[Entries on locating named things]
______

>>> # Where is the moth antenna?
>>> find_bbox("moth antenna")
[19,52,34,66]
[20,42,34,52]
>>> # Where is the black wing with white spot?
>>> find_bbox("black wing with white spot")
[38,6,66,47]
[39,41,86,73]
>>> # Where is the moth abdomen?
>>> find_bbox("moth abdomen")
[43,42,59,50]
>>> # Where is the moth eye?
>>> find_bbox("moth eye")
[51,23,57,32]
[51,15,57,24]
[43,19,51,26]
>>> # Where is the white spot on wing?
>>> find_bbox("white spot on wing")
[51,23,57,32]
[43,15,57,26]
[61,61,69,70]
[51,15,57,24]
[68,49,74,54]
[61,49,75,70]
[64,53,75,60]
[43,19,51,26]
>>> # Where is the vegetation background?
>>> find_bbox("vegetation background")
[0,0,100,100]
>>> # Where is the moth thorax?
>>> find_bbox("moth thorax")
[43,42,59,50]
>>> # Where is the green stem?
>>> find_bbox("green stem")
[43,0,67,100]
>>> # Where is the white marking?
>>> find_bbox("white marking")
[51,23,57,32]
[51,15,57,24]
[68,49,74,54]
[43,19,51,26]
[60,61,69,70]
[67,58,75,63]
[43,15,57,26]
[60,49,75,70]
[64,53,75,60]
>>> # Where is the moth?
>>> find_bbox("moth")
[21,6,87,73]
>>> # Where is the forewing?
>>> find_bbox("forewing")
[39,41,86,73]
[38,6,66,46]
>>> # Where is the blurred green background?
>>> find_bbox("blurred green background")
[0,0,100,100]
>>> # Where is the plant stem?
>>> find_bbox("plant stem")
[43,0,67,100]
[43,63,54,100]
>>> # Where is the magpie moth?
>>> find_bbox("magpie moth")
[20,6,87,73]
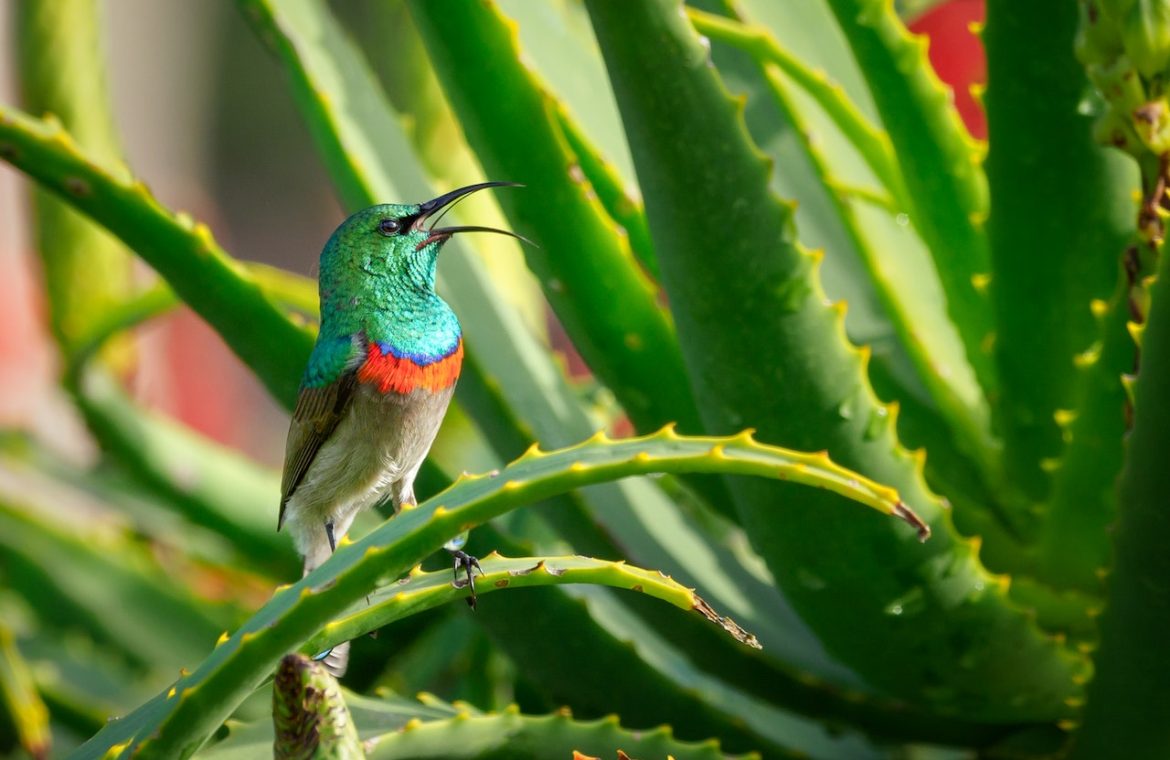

______

WHAT NEEDS TO BE DONE
Starting at the line containing "is the forewing?" and continuing through the end of the listing, update those lines by changing "plant stem" to "plant stalk", with everything else left unchanged. Omit the pictures from your answer.

OUTPUT
>>> # Where is the forewing?
>>> find_bbox("forewing")
[39,41,86,73]
[38,6,66,46]
>>> # Where is the blurred green background?
>>> find_bbox("blurred green background")
[0,0,100,100]
>>> # Where is the plant stalk?
>>> find_bbox("plant stalk")
[43,0,67,100]
[43,63,54,100]
>>> # Where is the magpie moth?
>>> find_bbox("magpie moth")
[20,6,87,73]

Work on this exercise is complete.